-- Extracted data follows --

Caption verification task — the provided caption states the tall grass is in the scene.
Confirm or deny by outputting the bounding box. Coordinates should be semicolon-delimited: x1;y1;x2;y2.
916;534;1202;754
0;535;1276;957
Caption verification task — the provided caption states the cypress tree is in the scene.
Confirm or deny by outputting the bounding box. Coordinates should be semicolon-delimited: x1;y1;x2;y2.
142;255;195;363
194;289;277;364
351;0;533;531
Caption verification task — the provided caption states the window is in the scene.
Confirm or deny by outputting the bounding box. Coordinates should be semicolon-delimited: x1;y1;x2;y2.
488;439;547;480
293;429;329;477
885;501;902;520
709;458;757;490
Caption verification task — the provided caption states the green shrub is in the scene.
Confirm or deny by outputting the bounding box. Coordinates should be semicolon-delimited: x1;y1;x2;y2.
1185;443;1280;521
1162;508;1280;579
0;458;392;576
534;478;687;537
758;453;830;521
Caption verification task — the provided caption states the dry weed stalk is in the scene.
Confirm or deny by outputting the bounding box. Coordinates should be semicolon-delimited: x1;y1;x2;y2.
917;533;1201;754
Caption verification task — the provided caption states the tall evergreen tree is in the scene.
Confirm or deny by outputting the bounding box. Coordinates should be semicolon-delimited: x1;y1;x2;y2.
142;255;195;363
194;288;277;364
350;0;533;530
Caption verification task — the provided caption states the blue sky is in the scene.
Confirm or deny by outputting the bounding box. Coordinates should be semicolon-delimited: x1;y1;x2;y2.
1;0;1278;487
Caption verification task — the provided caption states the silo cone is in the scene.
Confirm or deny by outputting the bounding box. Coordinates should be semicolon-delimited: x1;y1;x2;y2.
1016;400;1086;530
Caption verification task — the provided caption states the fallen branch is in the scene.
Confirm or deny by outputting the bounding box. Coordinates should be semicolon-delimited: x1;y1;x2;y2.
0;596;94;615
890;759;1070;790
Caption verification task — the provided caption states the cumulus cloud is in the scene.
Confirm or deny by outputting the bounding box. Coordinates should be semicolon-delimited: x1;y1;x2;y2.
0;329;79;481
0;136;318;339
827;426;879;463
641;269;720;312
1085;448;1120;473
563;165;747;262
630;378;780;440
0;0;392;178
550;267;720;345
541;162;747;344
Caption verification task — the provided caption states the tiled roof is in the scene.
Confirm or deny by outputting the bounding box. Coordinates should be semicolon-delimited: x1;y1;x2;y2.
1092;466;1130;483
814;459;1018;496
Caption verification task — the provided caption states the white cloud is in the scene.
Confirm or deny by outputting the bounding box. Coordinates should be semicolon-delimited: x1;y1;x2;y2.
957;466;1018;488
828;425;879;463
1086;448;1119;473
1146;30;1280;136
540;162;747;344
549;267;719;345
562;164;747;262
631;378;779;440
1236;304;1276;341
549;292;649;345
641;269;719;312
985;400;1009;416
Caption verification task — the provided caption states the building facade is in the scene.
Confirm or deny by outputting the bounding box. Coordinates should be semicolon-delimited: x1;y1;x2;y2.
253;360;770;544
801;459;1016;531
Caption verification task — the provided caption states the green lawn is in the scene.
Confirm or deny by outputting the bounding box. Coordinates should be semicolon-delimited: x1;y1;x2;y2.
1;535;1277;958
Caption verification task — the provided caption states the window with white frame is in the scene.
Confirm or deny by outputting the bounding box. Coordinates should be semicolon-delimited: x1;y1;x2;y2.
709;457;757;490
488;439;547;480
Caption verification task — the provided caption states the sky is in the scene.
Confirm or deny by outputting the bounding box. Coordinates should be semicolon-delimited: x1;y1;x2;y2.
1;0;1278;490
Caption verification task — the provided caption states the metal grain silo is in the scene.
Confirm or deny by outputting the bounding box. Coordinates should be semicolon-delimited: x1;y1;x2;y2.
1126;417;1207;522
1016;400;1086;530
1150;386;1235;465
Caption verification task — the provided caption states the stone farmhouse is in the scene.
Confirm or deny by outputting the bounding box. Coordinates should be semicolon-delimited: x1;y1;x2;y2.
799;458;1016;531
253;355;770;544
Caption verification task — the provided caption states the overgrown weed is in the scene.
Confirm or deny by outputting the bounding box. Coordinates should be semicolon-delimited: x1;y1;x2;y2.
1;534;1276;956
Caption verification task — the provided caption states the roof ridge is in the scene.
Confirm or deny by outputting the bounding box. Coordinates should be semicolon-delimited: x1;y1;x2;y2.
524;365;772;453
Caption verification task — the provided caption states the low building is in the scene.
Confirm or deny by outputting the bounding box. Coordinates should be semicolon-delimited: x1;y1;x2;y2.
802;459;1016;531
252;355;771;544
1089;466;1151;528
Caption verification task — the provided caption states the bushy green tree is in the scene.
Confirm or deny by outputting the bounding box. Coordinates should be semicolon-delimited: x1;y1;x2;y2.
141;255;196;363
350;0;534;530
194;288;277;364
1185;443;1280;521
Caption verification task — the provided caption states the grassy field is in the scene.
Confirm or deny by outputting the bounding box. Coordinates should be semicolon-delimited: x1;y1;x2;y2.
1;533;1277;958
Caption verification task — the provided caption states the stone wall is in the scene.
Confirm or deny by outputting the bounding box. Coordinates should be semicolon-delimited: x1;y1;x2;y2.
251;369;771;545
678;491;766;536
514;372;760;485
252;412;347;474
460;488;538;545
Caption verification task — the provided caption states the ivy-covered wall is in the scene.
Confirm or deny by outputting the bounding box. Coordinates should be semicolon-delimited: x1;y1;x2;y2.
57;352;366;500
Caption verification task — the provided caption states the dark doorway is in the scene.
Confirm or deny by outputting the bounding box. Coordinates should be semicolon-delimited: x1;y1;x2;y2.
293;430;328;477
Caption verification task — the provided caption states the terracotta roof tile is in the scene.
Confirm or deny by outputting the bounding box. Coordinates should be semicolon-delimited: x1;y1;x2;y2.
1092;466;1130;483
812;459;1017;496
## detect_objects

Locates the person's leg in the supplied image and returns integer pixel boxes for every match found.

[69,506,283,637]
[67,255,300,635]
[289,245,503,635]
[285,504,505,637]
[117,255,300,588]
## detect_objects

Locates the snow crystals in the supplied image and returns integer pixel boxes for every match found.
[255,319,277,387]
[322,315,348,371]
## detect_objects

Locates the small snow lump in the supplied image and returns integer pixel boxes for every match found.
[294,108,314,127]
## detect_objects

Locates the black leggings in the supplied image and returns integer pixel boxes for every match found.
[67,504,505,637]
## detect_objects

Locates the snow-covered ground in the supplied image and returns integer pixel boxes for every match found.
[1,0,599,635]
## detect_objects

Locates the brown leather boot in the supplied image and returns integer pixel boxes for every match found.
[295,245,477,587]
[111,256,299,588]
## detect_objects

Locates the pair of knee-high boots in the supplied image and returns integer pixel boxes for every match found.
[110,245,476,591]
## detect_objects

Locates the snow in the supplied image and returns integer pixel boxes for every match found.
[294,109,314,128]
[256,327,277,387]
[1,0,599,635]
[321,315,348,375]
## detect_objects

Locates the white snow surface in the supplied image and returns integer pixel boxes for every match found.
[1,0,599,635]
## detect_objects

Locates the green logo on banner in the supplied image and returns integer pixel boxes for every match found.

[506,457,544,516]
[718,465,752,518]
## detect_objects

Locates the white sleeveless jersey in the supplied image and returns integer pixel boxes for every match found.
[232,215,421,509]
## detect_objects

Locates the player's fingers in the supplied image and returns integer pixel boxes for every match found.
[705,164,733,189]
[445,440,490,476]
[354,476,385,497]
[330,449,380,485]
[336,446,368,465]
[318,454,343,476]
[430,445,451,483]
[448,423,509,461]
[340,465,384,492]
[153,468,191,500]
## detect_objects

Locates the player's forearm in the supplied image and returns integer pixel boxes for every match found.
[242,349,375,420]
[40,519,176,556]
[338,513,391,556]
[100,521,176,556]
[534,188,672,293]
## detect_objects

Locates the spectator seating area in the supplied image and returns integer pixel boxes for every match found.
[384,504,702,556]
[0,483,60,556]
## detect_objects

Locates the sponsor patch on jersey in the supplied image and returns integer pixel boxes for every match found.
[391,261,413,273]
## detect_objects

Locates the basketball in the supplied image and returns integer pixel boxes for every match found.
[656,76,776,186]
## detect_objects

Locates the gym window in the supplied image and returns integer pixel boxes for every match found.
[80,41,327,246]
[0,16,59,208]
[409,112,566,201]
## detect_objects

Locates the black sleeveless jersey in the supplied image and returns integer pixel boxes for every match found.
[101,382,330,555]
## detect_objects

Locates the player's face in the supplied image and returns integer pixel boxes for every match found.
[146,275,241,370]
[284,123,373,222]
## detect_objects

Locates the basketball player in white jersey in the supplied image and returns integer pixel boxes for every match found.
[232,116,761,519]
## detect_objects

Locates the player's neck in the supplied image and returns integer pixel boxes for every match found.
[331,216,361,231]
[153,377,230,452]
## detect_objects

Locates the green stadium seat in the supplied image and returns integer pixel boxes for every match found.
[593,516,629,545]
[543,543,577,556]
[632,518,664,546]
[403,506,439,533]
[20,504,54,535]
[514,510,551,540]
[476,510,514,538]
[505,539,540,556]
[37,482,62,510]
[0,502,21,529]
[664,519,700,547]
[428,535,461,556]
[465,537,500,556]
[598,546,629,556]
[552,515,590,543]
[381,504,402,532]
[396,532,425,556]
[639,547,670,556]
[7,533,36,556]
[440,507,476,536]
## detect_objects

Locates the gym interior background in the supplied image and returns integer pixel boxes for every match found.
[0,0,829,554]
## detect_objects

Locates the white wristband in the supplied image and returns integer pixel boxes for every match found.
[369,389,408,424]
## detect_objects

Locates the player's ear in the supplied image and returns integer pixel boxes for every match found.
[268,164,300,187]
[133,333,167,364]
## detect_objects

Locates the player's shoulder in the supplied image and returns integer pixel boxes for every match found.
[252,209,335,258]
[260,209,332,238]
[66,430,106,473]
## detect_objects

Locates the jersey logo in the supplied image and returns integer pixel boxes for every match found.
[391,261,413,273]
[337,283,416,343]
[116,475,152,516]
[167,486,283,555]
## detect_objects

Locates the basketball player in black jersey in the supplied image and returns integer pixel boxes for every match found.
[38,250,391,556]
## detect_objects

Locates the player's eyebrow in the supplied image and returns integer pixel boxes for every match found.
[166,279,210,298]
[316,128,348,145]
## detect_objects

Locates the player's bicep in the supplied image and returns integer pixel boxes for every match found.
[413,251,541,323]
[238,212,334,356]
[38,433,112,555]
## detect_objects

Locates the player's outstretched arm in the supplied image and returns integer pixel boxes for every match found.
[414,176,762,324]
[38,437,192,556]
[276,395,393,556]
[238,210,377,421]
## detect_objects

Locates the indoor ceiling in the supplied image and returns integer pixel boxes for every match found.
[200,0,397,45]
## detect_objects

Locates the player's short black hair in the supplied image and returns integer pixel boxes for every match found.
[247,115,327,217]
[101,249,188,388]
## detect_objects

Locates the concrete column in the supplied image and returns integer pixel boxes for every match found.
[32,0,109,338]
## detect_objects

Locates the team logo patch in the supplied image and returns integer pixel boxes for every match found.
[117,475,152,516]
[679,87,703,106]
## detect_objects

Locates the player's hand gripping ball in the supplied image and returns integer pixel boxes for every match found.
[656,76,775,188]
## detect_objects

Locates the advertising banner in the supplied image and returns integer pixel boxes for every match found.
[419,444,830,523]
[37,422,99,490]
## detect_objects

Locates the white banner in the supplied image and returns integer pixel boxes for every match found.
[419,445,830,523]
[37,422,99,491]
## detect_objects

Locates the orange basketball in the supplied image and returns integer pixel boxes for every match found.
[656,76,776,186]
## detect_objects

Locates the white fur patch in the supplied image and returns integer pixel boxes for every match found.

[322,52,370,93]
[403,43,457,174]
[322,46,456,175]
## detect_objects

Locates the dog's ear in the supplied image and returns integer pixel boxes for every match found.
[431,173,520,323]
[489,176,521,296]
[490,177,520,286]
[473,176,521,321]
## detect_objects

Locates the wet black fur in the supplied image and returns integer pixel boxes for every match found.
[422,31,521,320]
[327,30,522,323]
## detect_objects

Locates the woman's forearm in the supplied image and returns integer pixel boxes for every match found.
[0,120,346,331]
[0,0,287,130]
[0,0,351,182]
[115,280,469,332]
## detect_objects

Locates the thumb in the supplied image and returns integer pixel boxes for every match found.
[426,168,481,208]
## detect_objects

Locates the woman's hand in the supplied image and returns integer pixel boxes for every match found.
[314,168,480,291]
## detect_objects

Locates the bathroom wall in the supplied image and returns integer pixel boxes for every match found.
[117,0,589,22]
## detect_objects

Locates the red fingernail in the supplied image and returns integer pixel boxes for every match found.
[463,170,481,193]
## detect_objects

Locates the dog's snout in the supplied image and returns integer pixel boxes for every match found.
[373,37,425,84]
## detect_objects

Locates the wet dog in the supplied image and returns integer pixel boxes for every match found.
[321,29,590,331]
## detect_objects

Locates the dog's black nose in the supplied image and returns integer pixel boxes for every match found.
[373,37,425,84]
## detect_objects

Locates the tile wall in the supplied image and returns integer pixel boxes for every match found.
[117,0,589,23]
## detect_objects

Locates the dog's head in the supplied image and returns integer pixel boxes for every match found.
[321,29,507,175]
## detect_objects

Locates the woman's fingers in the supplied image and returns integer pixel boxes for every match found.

-- Extracted data concluded --

> Task prompt: Which of the lines above contain "silo"? Return them all.

> Response below:
Caption verification task — the provided caption states the silo cone is in the scene.
Caption verification task — the provided caption states the metal grain silo is in the scene.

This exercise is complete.